» **AIM A**
Repeat, word for word, the part of the passage on regular languages below that begins with the words containing "Set builder notation" and ends with "right without backtracking.".

» **DOCUMENT PASSAGE**
━━━━━━━━━━━━━━━━━━━━━━━━━━━━━━

**********************************************
* REGULAR LANGUAGES AND REGULAR EXPRESSIONS *
**********************************************
A language is a set that can be informally described through examples, e.g.
"The orange cat jumped over the fence." and "The hat is red." are sentences
in the set of sentences in the English language. The set of a language
(which could be infinite) can be more precisely described by set-builder
notation.
Set builder notation is used here to describe the language of regular
expressions (regexes). The purpose is to show that regexes are regular
languages. An important property of a regular language is that it can be
scanned for validity from left to right without backtracking.
Def. Let A be an alphabet. The class R of regular languages over A, and the
corresponding regular expressions are defined by:
1. Φ (phi) or {} (the empty-set) is a regular language expression and the
corresponding regular expression is {}. This trivial case says that an
empty set of strings is regular.
2. {λ} is a regular language, and the corresponding regular expression
is λ (lambda), where lambda is the empty string. The empty string
λ is not the same as the empty language {}. This trivial case says
that a set containing the empty string is regular.
3. For each 'a' in A, {a} is a regular language, and 'a' is the corresponding
regular expression.

━━━━━━━━━━━━━━━━━━━━━━━━━━━━━━

(Records from a pointing dataset)
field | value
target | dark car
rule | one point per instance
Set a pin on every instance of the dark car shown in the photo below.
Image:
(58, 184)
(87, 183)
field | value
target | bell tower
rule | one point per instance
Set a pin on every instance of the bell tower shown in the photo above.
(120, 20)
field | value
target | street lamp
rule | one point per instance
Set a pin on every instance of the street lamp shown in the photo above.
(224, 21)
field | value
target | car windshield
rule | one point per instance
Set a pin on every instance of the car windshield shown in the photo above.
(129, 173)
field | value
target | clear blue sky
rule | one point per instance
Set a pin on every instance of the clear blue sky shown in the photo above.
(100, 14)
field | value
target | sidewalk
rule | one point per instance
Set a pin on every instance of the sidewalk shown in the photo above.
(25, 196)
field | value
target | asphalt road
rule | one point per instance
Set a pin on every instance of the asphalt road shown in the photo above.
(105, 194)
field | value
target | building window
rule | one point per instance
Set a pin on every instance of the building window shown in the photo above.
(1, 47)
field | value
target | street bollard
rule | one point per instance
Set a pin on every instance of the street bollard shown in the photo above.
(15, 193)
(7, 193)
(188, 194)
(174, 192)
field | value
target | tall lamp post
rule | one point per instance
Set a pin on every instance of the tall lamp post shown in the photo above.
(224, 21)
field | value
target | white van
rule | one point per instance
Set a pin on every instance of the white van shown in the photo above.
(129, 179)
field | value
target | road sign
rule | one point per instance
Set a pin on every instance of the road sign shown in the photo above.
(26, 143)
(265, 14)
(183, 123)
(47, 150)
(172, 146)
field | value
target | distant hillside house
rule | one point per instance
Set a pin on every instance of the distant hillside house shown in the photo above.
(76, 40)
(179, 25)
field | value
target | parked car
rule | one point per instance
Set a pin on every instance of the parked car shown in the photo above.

━━━━━━━━━━━━━━━━━━━━━━━━━━━━━━

» **AIM B**
Pull out every line of the rows above that contains the string "lamp", matching case exactly.

» **RIGHT ANSWER A**
Set builder notation is used here to describe the language of regular
expressions (regexes). The purpose is to show that regexes are regular
languages. An important property of a regular language is that it can be
scanned for validity from left to right without backtracking.

» **RIGHT ANSWER B**
target | street lamp
Set a pin on every instance of the street lamp shown in the photo above.
target | tall lamp post
Set a pin on every instance of the tall lamp post shown in the photo above.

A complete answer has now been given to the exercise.